Rewrite the stretch of entries from the line containing "If any snow is" through the line containing "xmin=0 ymin=369 xmax=628 ymax=900", keeping every line, and add 25 to each box coordinate value in the answers.

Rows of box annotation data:
# # # # #
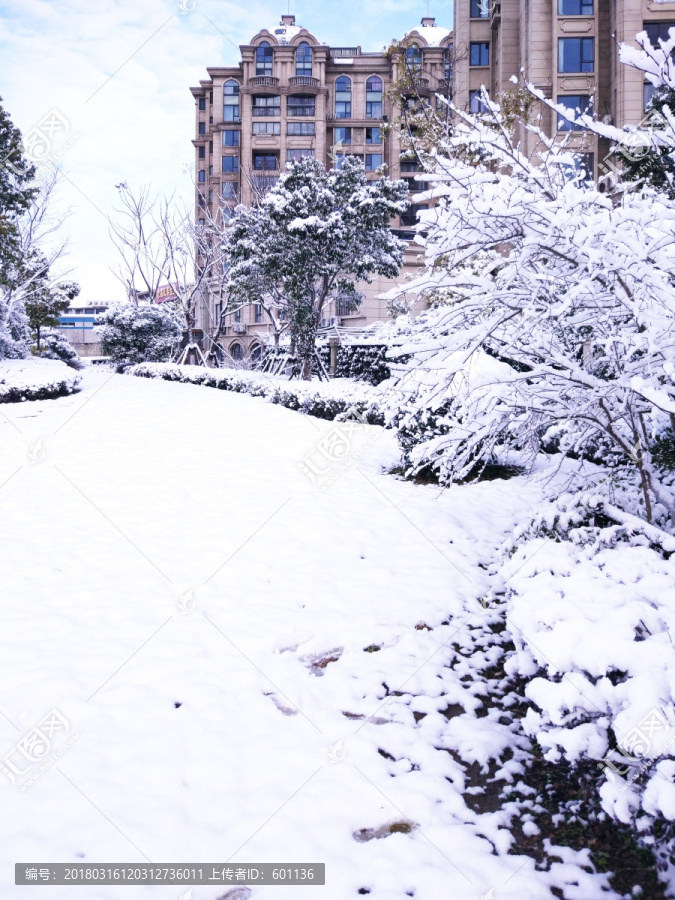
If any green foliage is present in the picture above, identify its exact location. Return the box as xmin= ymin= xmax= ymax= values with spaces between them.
xmin=0 ymin=97 xmax=37 ymax=285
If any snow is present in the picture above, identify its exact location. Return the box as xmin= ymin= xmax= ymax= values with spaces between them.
xmin=0 ymin=357 xmax=80 ymax=403
xmin=0 ymin=369 xmax=628 ymax=900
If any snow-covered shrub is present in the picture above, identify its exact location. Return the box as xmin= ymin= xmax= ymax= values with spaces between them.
xmin=39 ymin=331 xmax=82 ymax=369
xmin=0 ymin=357 xmax=80 ymax=403
xmin=391 ymin=86 xmax=675 ymax=525
xmin=95 ymin=303 xmax=181 ymax=363
xmin=127 ymin=363 xmax=384 ymax=425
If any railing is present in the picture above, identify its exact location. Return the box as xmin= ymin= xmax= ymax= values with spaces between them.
xmin=248 ymin=75 xmax=279 ymax=87
xmin=286 ymin=104 xmax=315 ymax=116
xmin=288 ymin=75 xmax=319 ymax=87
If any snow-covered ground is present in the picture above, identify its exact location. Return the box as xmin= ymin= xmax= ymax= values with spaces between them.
xmin=0 ymin=356 xmax=80 ymax=403
xmin=0 ymin=369 xmax=656 ymax=900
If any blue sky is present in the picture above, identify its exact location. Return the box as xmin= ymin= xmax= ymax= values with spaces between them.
xmin=0 ymin=0 xmax=452 ymax=303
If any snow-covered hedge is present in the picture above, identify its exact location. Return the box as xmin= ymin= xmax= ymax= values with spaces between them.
xmin=0 ymin=357 xmax=80 ymax=403
xmin=126 ymin=363 xmax=384 ymax=425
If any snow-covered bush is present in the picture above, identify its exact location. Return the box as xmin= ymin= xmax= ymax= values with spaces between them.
xmin=95 ymin=303 xmax=181 ymax=363
xmin=39 ymin=331 xmax=82 ymax=369
xmin=382 ymin=89 xmax=675 ymax=525
xmin=0 ymin=357 xmax=80 ymax=403
xmin=127 ymin=363 xmax=384 ymax=425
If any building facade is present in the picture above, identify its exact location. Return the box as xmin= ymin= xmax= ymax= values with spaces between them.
xmin=190 ymin=15 xmax=452 ymax=358
xmin=453 ymin=0 xmax=675 ymax=177
xmin=59 ymin=306 xmax=108 ymax=357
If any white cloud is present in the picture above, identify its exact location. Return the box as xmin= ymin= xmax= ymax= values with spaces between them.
xmin=0 ymin=0 xmax=451 ymax=303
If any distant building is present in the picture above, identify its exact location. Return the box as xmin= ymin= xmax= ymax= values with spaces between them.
xmin=453 ymin=0 xmax=675 ymax=177
xmin=59 ymin=306 xmax=108 ymax=357
xmin=190 ymin=15 xmax=452 ymax=358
# # # # #
> [Exercise answer]:
If any snow is present in the picture above, identify its exact location. Return the box as xmin= ymin= xmax= ymax= values with spaces between them.
xmin=25 ymin=382 xmax=105 ymax=428
xmin=25 ymin=394 xmax=653 ymax=925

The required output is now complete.